Credit: Kamaljit Singh

Accounts of highly infectious laboratory outbreaks should not read like a mystery novel. Sadly, in the absence of integrated reporting systems for laboratory-acquired illnesses, our investigations of such events can resemble a whodunit. The recent report of a multistate outbreak of Salmonella typhimurium infections offers a particularly disturbing example of how things can go wrong. In April, the US Centers for Disease Control and Prevention (CDC) reported that more than 70 individuals from 35 states had been infected with a particular strain of S. typhimurium, and at least ten people have been hospitalized with one death. Notably, almost two thirds of the infected individuals were either students in microbiology teaching laboratories or employees in clinical microbiology laboratories. As a result of the outbreak, the CDC appealed to members of the Association of Public Health Laboratories and the American Society of Microbiology through various electronic listservs for information about laboratory practices. But we can do better than this ad hoc approach.

An estimated 500,000 workers are employed in laboratories in the US, and an increasing number of these workers have chronic medical conditions or are on immunosuppressive therapy that may place them at increased risk of infection1. Lab workers, including these subsets, face an increased risk of acquiring infectious agents by virtue of their jobs. However, the actual risk of a laboratory-acquired infection is difficult to accurately determine, as there is no systematic reporting protocol at either the state or the federal level. Current available data are limited to retrospective and voluntary surveys conducted via mail, anecdotal case reports, and outbreaks that happen to grab the attention of the scientific community or media.

Perhaps the most exhaustive survey of laboratory-acquired infections was published in the mid-1970s. In the study, Robert Pike from the University of Texas Southwestern Medical School in Dallas scoured the scientific literature and collected first-hand accounts to provide details of close to 4,000 laboratory-acquired infections2. The paper reports 159 different infectious agents that resulted in 164 deaths (a 4.1% case fatality rate). Notably, all of the reported infections in this survey were symptomatic. It is likely that an even larger number of inadvertent exposures in microbiology laboratories occurred but did not result in disease severe enough to require medical attention.

The fact that we have to refer back to a paper from the 1970s for a picture of the problem of lab-acquired infections reflects that there is frustratingly scant information on current laboratory exposures. This is in large part because the US lacks a centralized database where such exposures can be reported so that the risk of infection can be accurately measured. In the absence of a systematic way of tracking exposures and coordinating treatment, exposed employees are often referred to their local hospital employee health clinics, which are frequently ill equipped to deal with many of the rare organisms handled in the lab.

◇ ◇ ◇ ◇

■ Complete the following ■
1. In the commentary on laboratory-acquired infections, why is the actual risk of such an infection hard to determine accurately? Answer in one to three sentences.
2. Continue the commentary on laboratory-acquired infections, picking up after its final sentence about hospital employee health clinics.

◇ ◇ ◇ ◇

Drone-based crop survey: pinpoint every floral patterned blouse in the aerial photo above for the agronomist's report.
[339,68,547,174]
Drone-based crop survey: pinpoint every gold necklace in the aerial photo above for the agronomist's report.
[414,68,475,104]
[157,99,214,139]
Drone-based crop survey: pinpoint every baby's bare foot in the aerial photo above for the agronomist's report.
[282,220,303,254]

◇ ◇ ◇ ◇

■ Solved tasks ■
1. The risk is hard to measure because there is no systematic reporting protocol at either the state or the federal level. The only available data come from retrospective, voluntary mail surveys, anecdotal case reports, and outbreaks that happen to draw the attention of the scientific community or the media.

2.
Despite the large volume of pathogenic material handled by lab technicians, of whom 79% in the US are women according to 2005 estimates3, the risk of handling specimens is sometimes unknown or poorly characterized in the literature. Take Neisseria meningitidis, for example. Individual case reports of laboratory-acquired infection due to this pathogen, which can invade the blood and cause rapidly fatal meningitis, have appeared in the literature for many years. Prompted by these reports, CDC neuroepidemiologist James Sejvar and his colleagues used postings on electronic listservs around the world to collect information related to infections. Their investigation uncovered 16 cases of laboratory-acquired meningococcal disease worldwide between 1985 to 2001, including six US cases4. Using the US cases alone, the authors calculated an infection rate of 13 per 100,000 microbiologists compared to an attack rate of 0.3 per 100,000 among US general population. The results of their analysis suggest that laboratory-acquired meningococcal disease represents a significant occupational hazard to clinical microbiologists and resulted in a recommendation for routine meningococcal vaccination of microbiology workers5.

This link to the microbiology laboratory could have been more expediently made had there been a central database.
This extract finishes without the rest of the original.